ASSIGNMENT = Your copy should repeat each record exactly and contain none of the pictures.

■ ■ ■ ■ ■ ■ ■

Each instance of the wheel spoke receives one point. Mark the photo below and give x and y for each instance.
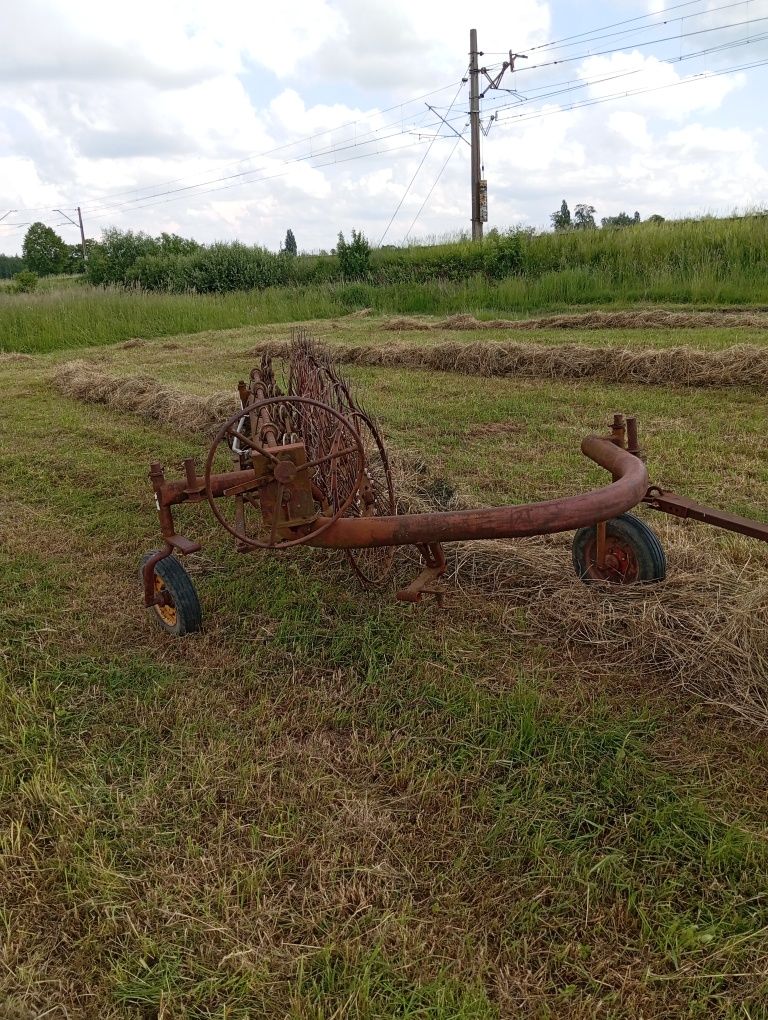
(249, 442)
(328, 456)
(275, 512)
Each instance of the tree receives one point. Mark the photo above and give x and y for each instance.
(44, 251)
(583, 217)
(355, 256)
(623, 219)
(561, 220)
(290, 244)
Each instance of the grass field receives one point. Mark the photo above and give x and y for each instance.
(329, 805)
(79, 315)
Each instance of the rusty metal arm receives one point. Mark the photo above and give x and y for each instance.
(565, 514)
(681, 506)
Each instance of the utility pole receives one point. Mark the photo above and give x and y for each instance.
(474, 126)
(477, 184)
(82, 235)
(82, 231)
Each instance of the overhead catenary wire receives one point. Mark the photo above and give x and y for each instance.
(107, 200)
(415, 174)
(590, 33)
(434, 185)
(632, 93)
(378, 136)
(145, 200)
(637, 45)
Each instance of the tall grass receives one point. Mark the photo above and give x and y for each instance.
(88, 316)
(702, 262)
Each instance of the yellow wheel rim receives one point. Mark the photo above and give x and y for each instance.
(166, 612)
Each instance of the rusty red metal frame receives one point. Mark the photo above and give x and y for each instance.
(619, 454)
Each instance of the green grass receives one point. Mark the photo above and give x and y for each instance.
(84, 316)
(327, 804)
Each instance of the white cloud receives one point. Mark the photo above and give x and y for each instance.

■ ■ ■ ■ ■ ■ ■

SOLUTION TO THIS TASK =
Each instance of the wheel spoke receives one point. Mark the photo below and give x and y for each instance.
(249, 442)
(328, 456)
(275, 512)
Each instance of the tree receives one point. Mark the photo above and give x and y for each instance.
(44, 251)
(583, 217)
(355, 256)
(623, 219)
(561, 220)
(290, 244)
Each instance of the grass field receives one point. Mark the photo above and give x and y for each instance.
(329, 805)
(79, 315)
Each instance of the rusty metal arm receives one point. Mark the photo above and give x and y for each instance.
(565, 514)
(681, 506)
Each instance of the utility pole receives one point. Mark the photo above and give x and y for each instance.
(474, 126)
(477, 184)
(82, 235)
(82, 231)
Each instance of the overhead catenary wire receives one point. Mark the photo above and give x and y for each instance.
(107, 200)
(415, 174)
(590, 33)
(434, 185)
(632, 93)
(378, 136)
(145, 200)
(637, 45)
Each instance of the tall grass receives one point. Mark the photo above and give x and y for each instance.
(88, 316)
(702, 262)
Each instance of the yellow wheel rim receives one point. Mark the photo above and give x and y for each instance.
(166, 612)
Each instance of the rusty red metal frame receives one point. Mark the photo above and give x and y for each instance.
(619, 454)
Each instance of the green grass receives one point. Mark the photo above and give x and y for each instance.
(84, 316)
(327, 804)
Each instance of the white cloud receives one point. Mark the photo above and give x and y for each instance.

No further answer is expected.